## CHALLENGE
Reproduce exactly the final portion of the data: every line from the one containing "Can you find the ocean" through the last line, inclusive.

Location identification entries:
BEGIN

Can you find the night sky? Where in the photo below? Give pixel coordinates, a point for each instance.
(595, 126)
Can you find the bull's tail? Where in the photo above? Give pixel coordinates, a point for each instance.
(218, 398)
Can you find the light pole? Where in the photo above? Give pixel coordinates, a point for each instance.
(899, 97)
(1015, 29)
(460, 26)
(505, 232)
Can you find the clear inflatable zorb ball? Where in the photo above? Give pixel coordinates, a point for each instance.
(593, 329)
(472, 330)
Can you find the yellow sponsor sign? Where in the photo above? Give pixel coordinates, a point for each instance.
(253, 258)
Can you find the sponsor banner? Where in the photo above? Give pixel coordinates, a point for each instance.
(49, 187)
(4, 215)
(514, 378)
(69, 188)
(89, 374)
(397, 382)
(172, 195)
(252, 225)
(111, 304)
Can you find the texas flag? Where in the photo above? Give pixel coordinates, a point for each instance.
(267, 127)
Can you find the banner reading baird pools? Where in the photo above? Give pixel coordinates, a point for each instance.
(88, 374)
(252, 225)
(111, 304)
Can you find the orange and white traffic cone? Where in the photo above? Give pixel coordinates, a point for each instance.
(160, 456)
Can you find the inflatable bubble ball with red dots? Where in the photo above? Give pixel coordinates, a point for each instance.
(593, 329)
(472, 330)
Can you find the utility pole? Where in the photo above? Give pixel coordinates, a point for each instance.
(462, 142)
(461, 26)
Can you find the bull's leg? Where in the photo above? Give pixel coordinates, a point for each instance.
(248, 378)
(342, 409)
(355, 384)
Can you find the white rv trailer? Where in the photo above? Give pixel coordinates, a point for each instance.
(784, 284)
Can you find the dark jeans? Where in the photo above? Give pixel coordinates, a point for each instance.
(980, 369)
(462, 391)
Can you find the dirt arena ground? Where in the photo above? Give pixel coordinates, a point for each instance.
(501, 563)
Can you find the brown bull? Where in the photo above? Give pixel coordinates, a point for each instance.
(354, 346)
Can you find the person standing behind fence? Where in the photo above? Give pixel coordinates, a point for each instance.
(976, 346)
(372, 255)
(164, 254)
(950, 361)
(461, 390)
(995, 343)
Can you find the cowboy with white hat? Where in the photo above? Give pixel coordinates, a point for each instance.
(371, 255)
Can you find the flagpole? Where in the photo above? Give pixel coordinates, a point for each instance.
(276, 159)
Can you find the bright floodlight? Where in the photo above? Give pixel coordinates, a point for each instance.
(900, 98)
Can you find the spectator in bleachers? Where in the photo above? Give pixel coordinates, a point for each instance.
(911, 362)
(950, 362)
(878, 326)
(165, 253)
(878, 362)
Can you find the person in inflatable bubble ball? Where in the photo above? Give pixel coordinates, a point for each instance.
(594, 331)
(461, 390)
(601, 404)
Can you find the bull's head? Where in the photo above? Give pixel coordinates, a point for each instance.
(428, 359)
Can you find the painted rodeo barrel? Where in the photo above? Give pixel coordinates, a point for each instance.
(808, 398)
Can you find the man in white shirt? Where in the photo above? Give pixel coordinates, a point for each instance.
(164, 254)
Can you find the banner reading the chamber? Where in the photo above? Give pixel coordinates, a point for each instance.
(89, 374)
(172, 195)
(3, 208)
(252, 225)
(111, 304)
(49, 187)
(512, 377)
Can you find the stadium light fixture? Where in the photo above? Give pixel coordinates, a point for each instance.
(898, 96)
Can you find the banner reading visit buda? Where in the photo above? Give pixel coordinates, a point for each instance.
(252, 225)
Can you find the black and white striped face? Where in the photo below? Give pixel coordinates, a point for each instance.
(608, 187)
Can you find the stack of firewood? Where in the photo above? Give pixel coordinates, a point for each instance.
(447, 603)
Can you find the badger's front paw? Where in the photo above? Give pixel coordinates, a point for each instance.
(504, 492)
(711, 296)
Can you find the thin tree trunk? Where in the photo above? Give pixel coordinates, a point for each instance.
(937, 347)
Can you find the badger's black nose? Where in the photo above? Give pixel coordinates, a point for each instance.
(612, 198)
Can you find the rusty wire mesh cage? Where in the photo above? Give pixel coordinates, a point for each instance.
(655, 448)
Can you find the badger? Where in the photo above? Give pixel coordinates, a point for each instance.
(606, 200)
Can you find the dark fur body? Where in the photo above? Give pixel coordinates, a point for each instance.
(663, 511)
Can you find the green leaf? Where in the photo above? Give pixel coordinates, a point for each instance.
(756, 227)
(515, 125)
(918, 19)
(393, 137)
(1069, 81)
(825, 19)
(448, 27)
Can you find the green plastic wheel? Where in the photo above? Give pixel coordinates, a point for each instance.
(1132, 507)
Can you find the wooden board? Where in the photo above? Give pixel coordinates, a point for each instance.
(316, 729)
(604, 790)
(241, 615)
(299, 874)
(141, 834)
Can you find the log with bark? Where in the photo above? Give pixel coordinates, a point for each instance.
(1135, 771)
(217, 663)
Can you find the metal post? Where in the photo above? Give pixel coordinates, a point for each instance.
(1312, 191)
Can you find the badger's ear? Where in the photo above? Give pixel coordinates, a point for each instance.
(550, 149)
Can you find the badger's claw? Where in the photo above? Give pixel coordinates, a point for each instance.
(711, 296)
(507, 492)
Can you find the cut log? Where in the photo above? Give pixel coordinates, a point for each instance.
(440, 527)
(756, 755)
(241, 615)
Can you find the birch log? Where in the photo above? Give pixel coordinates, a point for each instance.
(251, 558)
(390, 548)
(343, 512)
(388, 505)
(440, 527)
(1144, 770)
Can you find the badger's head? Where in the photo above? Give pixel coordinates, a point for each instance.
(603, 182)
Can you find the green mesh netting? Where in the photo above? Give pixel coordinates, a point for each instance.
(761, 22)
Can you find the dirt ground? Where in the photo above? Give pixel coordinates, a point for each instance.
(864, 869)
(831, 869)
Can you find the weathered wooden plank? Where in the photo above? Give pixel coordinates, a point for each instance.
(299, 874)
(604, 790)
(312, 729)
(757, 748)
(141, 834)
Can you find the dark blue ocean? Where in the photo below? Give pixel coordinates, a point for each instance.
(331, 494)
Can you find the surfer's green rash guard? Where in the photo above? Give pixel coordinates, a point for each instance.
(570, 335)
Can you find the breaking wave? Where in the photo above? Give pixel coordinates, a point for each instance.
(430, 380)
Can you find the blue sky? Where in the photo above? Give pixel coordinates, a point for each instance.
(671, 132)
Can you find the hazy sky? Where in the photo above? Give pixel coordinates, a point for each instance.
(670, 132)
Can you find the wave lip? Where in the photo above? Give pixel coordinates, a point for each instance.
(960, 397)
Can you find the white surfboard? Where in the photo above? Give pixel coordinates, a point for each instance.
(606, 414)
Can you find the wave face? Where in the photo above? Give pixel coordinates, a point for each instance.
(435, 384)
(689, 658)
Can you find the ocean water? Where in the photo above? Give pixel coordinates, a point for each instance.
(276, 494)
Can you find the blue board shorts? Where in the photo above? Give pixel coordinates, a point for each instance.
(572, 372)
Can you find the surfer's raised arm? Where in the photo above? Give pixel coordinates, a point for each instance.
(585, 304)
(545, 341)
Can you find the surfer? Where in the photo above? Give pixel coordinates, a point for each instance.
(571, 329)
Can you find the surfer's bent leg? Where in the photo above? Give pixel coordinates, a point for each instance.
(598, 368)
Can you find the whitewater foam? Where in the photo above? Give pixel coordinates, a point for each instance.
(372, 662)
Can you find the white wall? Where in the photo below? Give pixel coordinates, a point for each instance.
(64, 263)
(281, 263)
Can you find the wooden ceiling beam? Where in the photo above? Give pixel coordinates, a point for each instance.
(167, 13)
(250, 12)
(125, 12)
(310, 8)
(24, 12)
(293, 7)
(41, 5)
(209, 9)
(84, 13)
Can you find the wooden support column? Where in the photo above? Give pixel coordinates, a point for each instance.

END

## CORRECT ANSWER
Can you find the ocean water? Where in the photo above? Give pixel coordinates, a point for each instance.
(276, 494)
Can you find the blue board shorts? Where in the photo above? Give pixel coordinates, a point for each instance.
(572, 372)
Can you find the surfer's raised arm? Where in the photo above? Give pixel coordinates, a point for each instance.
(585, 304)
(545, 341)
Can you find the surfer? Where in the photo above? Give pixel coordinates, a point for each instance.
(571, 329)
Can you find the surfer's bent leg? Where in the photo above? Give pixel coordinates, a point for each instance.
(598, 368)
Can you find the whitewater foam? Where in the photo above? Give pixel coordinates, a point for each instance.
(372, 662)
Can you find the white wall? Where in the photo below? Give pixel coordinates, a point for each instance.
(64, 263)
(281, 263)
Can you find the wooden ceiling beam? Where in the photo above? Give pixel coordinates, a point for each instance.
(167, 13)
(250, 12)
(125, 12)
(310, 8)
(24, 12)
(293, 7)
(41, 5)
(209, 9)
(84, 13)
Can you find the wooden support column? Where in the photo above? Give pixel coordinates, a point for each instance.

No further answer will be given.